▸ TASK: Each line of the records below needs repeating exactly. Skip the pictures.

Dataset entries:
#####

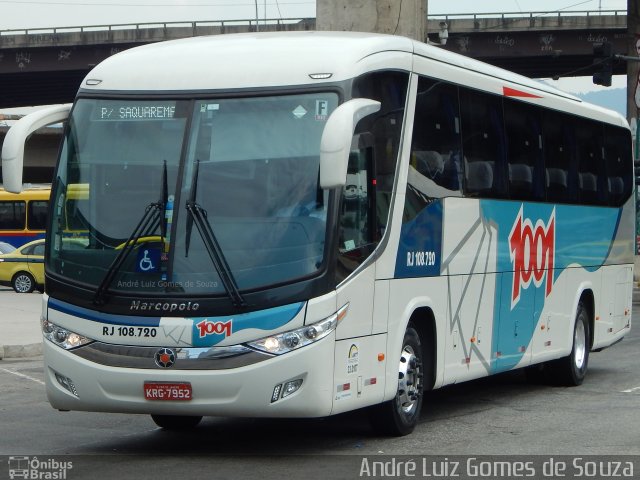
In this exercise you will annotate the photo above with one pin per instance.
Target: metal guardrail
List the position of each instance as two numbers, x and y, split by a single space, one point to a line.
279 22
531 15
255 24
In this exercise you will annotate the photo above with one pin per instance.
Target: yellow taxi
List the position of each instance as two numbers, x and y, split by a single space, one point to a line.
23 269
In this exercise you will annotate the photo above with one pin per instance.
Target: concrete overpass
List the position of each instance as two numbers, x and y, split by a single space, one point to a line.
46 66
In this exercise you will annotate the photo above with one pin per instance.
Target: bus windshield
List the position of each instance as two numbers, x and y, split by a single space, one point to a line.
251 165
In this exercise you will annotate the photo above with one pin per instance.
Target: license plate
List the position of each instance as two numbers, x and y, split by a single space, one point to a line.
160 391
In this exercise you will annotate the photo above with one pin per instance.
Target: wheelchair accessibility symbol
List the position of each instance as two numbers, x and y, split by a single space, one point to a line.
148 260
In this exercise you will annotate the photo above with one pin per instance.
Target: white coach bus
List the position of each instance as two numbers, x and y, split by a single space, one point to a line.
303 224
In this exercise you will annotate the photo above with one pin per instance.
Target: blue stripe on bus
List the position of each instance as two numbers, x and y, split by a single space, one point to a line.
268 319
18 239
94 316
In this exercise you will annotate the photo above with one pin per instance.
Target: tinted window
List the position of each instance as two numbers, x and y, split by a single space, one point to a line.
524 150
483 143
12 215
436 148
390 89
559 143
592 182
37 215
617 154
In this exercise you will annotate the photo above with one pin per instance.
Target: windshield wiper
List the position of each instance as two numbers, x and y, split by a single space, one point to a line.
198 215
153 215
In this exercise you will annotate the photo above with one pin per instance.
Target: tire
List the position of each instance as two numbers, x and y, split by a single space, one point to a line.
400 415
23 282
176 422
571 370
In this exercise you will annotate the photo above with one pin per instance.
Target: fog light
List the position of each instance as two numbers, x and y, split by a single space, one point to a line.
62 337
292 340
66 383
291 387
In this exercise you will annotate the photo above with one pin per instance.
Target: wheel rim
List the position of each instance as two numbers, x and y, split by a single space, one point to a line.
23 283
580 345
409 381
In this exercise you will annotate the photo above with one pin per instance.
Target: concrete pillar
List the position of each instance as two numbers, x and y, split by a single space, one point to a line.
633 68
396 17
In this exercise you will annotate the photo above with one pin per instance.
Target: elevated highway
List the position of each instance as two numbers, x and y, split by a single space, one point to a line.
46 66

#####

▸ SOLUTION TO THIS PROBLEM:
In this exercise you will annotate the photo above with one pin per instance.
Target: metal guardrail
List the position of each instance as two numbers, x and y, split by a single space, one point to a line.
279 22
531 15
255 24
In this exercise you will annotate the photo above with one pin per instance.
Target: yellow taxi
List the position of each instance as two numbers, x and y, split by a single space, one point to a line.
23 269
In this exercise you will annotate the photo above with one pin per instance.
Target: concrete overpass
List the position of each instance as two numbers, x and y, split by a single space, one point to a line.
46 66
In this exercise you will annotate the photo above with one pin per instance.
Target: bus windshield
List the position of each instance as two numbers, x and y, split by a single space, one point to a line.
251 165
In this exercise you will annotate the photo above with one pin per instance.
Target: license plate
List the position of each instance as two numbers, x and y, split by a single space, one point to a line.
160 391
In this exercise you will annotate the photo above with one pin per instance.
Target: wheelchair accessibility symbol
List the position of each instance as two numbers, x and y, split by a single space, one point to a line.
148 260
In this exercise you will annotate the photo above with one pin per instance.
Target: white coach bus
List the position of each instance as two numbers, x and y, split by a single space, one point to a line.
303 224
In this exercise you will annotate the photo above with one pin per instance.
Target: blue stripe on bus
List the position of each instance as two numbers, x and y, split by a single space, one point to a line.
268 319
18 239
94 316
In this exercise you will annotate the photo above with one pin per instance.
Target: tinted window
List the position of each instance as two numbers, x and y, split by a single space, one point to a line.
524 150
483 143
12 215
436 148
390 89
559 143
592 182
37 215
617 154
In this exercise you will annotate the photo above with one pin per instance.
Target: windshield wiper
List the position of each instance as two numbers, x and y, split by a single space, one point to a line.
198 215
153 215
In this exercise you will annotate the photo above with one pin per instance.
Target: tire
List the position of each instance as two numbers, x and y, split by a single space, one point to a line.
400 415
23 282
176 422
571 370
In this exercise you will annotate the photo above with one pin per instance.
Target: fog light
List the position of each instance as two numbers, x and y, split by a single space, one point to a line.
62 337
292 340
66 383
291 387
In this exercise you will annotate the photo above with one pin per instance.
Target: wheel rim
List the position of each instance as two numbers, x and y, split by a single space, one point to a line.
23 283
580 345
409 381
In this exercise you will annotate the photo above with one pin per instance.
Target: concrete pillar
List the position of each instance as two numbers, x and y, split by a single space, one point to a line.
633 68
396 17
In this exercise you will annotate the photo above with one pin per instance.
Target: elevated highway
List the position of each instance as two numbers, x and y, split by a single space, one point to a line.
46 66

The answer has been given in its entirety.